WHAT TO WORK ON: Render every line of the entries below as a Markdown table with the columns Row and Line, numbering each line and skipping blank ones. Omit the pictures from the table.

[Excerpts from point annotation data]
----

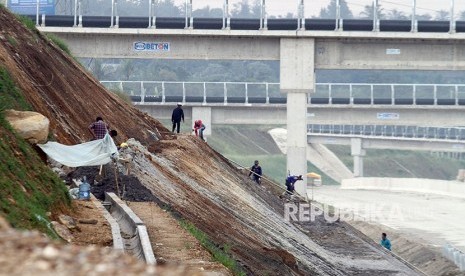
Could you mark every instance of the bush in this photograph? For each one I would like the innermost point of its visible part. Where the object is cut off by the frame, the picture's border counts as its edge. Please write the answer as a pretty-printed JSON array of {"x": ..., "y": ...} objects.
[{"x": 60, "y": 43}]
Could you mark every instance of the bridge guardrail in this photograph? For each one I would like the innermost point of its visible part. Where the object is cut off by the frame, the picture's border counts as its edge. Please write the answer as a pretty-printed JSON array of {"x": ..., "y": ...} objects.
[
  {"x": 414, "y": 132},
  {"x": 269, "y": 93}
]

----

RESULT BELOW:
| Row | Line |
|---|---|
| 1 | Could you mark every instance of the bush in this photograph? For each one I would like the innermost point of its visible part. Where the object is cut off by the frame, the picture's border counts as its edge. Please write the answer as a pretty-printed JSON array of {"x": ..., "y": ...} objects. |
| 2 | [{"x": 60, "y": 43}] |
| 3 | Could you mark every instance of the bridge guardrail in this photograph? For each one I would like the innermost point of its visible part. Where the object is cut off by the frame, the picture's border counts as its edge. Please write the answer as a pretty-printed JSON array of {"x": ..., "y": ...} objects. |
| 4 | [ |
| 5 |   {"x": 414, "y": 132}, |
| 6 |   {"x": 269, "y": 93} |
| 7 | ] |